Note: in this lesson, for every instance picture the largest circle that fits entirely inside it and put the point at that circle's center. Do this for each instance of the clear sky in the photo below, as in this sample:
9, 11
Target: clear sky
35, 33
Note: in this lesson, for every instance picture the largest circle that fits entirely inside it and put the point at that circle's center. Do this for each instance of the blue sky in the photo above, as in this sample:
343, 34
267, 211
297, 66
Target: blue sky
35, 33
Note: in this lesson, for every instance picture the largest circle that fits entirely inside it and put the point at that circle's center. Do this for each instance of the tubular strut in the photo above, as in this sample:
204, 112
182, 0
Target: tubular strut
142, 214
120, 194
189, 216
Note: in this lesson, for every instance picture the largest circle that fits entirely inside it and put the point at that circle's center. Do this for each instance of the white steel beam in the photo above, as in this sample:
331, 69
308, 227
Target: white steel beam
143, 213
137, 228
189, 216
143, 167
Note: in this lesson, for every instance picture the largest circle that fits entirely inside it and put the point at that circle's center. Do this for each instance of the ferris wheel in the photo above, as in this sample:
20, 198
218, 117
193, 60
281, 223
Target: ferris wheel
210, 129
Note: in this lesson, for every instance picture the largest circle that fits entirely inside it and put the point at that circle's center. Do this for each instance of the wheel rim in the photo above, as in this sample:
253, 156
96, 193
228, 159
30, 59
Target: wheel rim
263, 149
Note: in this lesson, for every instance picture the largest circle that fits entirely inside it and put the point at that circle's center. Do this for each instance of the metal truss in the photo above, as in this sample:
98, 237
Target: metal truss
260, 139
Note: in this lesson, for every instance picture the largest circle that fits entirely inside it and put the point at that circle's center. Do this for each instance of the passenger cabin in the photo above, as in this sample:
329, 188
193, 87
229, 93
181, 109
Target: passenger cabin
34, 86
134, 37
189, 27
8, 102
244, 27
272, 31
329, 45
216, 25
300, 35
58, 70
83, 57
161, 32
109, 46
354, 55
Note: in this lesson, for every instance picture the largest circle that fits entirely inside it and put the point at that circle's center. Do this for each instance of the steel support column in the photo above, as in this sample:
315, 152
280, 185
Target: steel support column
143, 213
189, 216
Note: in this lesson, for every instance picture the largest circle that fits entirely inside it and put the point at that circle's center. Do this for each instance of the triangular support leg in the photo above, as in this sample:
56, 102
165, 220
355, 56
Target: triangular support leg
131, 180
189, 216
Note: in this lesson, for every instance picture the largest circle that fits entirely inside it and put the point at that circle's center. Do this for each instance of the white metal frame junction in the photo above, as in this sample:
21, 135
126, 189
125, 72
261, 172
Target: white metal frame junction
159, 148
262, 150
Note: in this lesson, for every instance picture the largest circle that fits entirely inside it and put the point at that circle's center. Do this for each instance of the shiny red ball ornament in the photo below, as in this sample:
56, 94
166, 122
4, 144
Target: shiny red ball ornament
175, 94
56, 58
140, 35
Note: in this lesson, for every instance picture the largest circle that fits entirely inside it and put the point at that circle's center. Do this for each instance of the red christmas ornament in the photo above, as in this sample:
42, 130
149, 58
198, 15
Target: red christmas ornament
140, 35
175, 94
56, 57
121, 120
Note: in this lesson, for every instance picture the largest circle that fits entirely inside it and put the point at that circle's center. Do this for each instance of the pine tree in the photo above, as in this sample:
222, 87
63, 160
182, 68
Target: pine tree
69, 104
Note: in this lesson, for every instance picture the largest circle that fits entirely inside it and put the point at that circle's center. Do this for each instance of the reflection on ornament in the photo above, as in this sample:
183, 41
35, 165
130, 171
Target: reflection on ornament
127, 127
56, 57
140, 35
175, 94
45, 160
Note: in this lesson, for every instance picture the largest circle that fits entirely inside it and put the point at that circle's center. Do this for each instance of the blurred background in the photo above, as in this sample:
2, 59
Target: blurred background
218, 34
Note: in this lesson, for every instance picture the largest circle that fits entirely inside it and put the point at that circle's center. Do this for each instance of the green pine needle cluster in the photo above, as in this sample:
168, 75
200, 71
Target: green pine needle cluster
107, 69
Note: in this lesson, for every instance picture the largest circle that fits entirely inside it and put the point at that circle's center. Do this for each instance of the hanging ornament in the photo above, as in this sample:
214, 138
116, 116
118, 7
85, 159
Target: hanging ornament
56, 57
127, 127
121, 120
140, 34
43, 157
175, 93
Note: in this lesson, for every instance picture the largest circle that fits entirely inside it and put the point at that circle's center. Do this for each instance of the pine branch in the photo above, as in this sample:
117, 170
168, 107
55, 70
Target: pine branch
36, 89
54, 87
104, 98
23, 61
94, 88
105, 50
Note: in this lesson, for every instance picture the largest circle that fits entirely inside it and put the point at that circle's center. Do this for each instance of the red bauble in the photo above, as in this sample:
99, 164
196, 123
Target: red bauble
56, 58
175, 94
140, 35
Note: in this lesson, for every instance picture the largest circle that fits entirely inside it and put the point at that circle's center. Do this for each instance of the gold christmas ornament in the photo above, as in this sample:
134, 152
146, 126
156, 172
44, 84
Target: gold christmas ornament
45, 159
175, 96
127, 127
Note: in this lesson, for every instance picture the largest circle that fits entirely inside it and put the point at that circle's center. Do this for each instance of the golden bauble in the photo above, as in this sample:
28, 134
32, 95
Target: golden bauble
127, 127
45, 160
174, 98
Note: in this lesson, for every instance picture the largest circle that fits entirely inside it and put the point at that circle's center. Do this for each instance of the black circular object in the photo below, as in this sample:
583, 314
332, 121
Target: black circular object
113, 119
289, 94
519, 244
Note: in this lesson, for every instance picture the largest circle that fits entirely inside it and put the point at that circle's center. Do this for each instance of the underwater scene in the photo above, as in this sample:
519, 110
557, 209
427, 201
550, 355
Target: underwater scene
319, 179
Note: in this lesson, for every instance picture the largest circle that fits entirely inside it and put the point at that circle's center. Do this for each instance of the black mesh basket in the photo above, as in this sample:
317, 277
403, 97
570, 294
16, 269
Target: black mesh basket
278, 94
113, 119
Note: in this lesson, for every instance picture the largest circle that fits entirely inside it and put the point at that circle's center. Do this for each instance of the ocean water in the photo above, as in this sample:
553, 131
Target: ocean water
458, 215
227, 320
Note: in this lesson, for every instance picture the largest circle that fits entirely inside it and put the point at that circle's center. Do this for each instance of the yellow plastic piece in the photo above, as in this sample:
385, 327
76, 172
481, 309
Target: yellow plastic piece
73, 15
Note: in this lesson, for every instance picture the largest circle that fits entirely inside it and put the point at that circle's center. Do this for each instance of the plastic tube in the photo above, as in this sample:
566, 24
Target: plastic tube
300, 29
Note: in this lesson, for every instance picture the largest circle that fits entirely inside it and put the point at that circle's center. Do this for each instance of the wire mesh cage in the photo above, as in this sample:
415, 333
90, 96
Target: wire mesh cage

- - -

Your assignment — Filter the entries down to the lines with the word "cage" in them.

Solved exercise —
Note: in this lesson, for every instance picture the largest circle that fits entirely inside it and put the point at that circle's center. Do this for each instance of the wire mesh cage in the photo above, as in this sample:
Target: wire mesh cage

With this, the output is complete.